YOUR TASK: Please write out the complete listing that follows, exactly as it reads.

DATA EXTRACT:
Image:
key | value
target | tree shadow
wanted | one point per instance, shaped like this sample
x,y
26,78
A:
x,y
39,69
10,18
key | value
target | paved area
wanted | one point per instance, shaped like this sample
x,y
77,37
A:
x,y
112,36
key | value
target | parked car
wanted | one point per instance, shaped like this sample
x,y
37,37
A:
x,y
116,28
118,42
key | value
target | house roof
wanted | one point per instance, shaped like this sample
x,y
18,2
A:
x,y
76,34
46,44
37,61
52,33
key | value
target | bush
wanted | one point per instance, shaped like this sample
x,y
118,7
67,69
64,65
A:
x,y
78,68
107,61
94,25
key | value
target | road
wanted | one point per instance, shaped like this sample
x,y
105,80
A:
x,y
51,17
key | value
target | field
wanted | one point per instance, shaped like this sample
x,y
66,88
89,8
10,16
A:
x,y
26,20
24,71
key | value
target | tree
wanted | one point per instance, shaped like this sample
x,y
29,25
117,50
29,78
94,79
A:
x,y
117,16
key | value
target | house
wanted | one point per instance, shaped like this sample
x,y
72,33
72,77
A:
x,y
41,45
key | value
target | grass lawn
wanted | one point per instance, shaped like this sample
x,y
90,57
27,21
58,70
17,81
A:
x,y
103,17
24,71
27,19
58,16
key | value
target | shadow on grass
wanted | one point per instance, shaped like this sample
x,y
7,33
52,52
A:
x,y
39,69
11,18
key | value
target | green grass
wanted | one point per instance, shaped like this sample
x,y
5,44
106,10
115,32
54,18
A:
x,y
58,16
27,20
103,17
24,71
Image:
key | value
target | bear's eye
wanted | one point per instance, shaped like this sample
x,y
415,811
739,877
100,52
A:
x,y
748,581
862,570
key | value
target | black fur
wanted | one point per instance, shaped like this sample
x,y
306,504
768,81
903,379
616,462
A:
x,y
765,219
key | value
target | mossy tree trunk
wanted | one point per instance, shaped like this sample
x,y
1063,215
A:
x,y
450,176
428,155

TASK ANSWER:
Image:
key | value
target | tree shadow
wanted | one point per instance, shaped like this sample
x,y
26,78
A:
x,y
39,69
10,18
key | value
target | paved area
wanted | one point per instance, shaped like this sample
x,y
77,37
A:
x,y
112,36
key | value
target | parked car
wanted | one point per instance, shaped like this sample
x,y
37,37
A:
x,y
116,28
118,42
key | value
target | house roof
wanted | one point per instance, shaped like this sample
x,y
18,2
A:
x,y
76,34
46,44
37,61
52,33
key | value
target | bush
wanted | one point per instance, shaped like this sample
x,y
118,7
67,69
64,65
A:
x,y
78,68
107,61
94,25
key | value
target | road
wanted | one point per instance, shaped like this sample
x,y
105,80
A:
x,y
51,17
key | value
target | field
wanted | one point per instance, shaped like this sample
x,y
66,88
89,8
10,16
A:
x,y
26,20
24,71
key | value
target | tree
wanted | one point per instance, shaped like this sample
x,y
29,25
117,50
29,78
94,79
A:
x,y
117,16
key | value
target | house
wanted | one point per instance, shaped like this sample
x,y
72,33
72,77
A:
x,y
41,45
key | value
target | grass lawn
wanted | one point per instance, shaped like this sample
x,y
90,57
27,21
58,70
17,81
A:
x,y
103,17
24,71
27,19
58,16
key | value
target | shadow on grass
wanted | one point per instance, shaped like this sample
x,y
7,33
52,52
A:
x,y
39,69
11,18
key | value
target | green grass
wanted | one point per instance, shaped like this sample
x,y
5,44
106,10
115,32
54,18
A:
x,y
58,16
27,20
103,17
24,71
Image:
key | value
target | bear's eye
wanted | one point per instance, shaped like this sample
x,y
415,811
739,877
100,52
A:
x,y
748,581
862,570
key | value
target | black fur
wanted | one point per instance, shaped like this sample
x,y
306,504
768,81
903,379
616,462
A:
x,y
765,219
key | value
target | mossy tree trunk
wanted | one point per instance, shaped like this sample
x,y
1063,215
A:
x,y
450,176
428,155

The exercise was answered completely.